Work task:
Wherever the string "single" shows up in the data below, copy the whole line.

[Records excerpted from a collection]
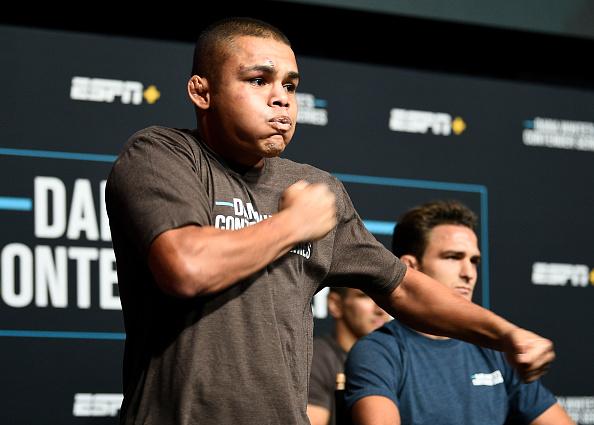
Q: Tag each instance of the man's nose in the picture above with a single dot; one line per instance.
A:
(279, 96)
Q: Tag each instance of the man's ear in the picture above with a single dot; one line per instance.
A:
(335, 305)
(410, 261)
(199, 92)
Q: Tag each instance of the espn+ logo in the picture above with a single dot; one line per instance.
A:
(95, 405)
(560, 274)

Result of the task:
Q: Tag each instance of the man's nose in the picture above with a single dot; one line per instance.
Q: Tag each instance of the man's ear in the picture above with a single dot; one line per instance.
Q: Tag each instance of the espn+ logo in the picture above with a single dot; one line per instance.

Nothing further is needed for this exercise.